— start Provided records —

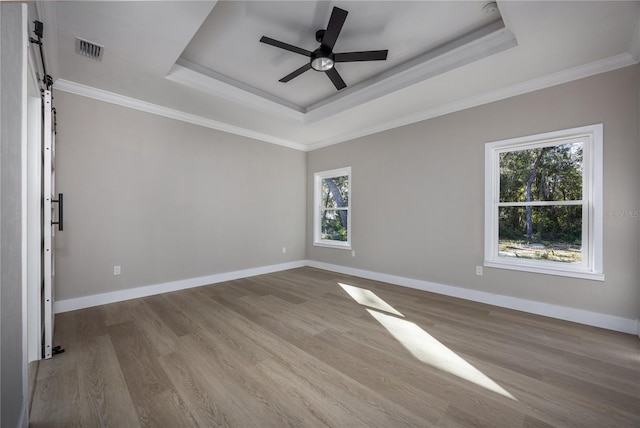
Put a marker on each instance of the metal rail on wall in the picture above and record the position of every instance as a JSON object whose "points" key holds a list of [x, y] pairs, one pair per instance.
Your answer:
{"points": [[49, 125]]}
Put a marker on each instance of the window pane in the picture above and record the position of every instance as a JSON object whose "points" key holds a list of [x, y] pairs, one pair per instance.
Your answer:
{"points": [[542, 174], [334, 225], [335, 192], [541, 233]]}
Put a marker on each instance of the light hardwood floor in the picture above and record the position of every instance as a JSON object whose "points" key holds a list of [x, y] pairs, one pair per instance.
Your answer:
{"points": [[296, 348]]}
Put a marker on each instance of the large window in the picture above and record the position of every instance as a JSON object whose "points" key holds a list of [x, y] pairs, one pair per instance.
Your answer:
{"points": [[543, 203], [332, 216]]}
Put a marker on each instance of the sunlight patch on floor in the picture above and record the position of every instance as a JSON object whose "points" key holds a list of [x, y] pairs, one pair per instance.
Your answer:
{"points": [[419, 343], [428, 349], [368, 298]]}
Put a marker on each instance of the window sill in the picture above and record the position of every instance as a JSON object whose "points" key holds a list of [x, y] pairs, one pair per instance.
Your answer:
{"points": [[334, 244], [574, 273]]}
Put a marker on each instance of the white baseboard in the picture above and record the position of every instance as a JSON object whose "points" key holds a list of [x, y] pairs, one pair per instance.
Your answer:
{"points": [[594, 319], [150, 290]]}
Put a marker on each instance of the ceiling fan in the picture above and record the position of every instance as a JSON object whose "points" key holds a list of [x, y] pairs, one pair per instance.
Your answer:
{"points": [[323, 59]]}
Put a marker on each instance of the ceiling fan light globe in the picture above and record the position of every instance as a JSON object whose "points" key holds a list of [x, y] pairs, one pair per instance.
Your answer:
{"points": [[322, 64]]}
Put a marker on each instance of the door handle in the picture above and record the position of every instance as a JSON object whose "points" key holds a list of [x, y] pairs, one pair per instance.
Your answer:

— end Provided records —

Exercise requirements —
Could you reproduce all of the material above word for word, leaving out the pictures?

Task answer —
Put a marker on each instance of the metal rail on wall in the picture above and record the position of every instance as a JSON object whose "points" key holds a list of [x, y] pairs, one pair per instance.
Your answer:
{"points": [[49, 125]]}
Put a marker on each instance of the window pane in the picture above and record the position of every instance as a JSON object whose "points" key holds a list of [x, y] pairs, one pair per instance.
Your answer:
{"points": [[542, 174], [334, 225], [335, 192], [541, 233]]}
Put a marker on each instance of the light hardwood floor in the picture above and record the position of every instance as a JSON object whose "points" key holds a list of [x, y] pairs, one pair per instance.
Your answer:
{"points": [[296, 348]]}
Put a marker on each instance of the large window in the picture above and record the position of every instance as a JSON object whose "points" key holds a list of [x, y] pairs, one pair per instance.
Your answer:
{"points": [[543, 203], [332, 216]]}
Put a marker on each instance of the sunlight patch on floor in the picture above and record the position of every instance as a JSON object whose "points" key holds a list of [x, y] pairs, one pair per instance.
Your answer:
{"points": [[419, 343], [428, 349], [368, 298]]}
Put a marker on each instance of the window sill in the picture above and record the position of every instance as a JSON object whose "points" key holds a list of [x, y] pairs, one pair per instance.
Your answer:
{"points": [[334, 244], [574, 273]]}
Put a marker on each instance of the white baseboard in the picture above and record the position of every instance as a JSON object whose "points" key holds a list of [x, y] pairs, one pair per instance.
Your answer:
{"points": [[594, 319], [150, 290]]}
Put a marker on each instance of the ceiling fan in the picture above and record the position of every instance as a JSON object whose "points" key holds a list of [x, y] pairs, one pair per instance.
Your answer:
{"points": [[323, 59]]}
Put a marker on each instance of the ceiling fan light globe in the picture above and record the position of every instance as a JSON object whose "points" key holds a list of [x, y] pairs, one pair per instance.
Your answer:
{"points": [[322, 64]]}
Put a marker on each instance of the door handle in the picture above and record the position of every instance as a JSON object whose "points" key holds a list of [x, y] pairs, one pair per instance.
Your answer:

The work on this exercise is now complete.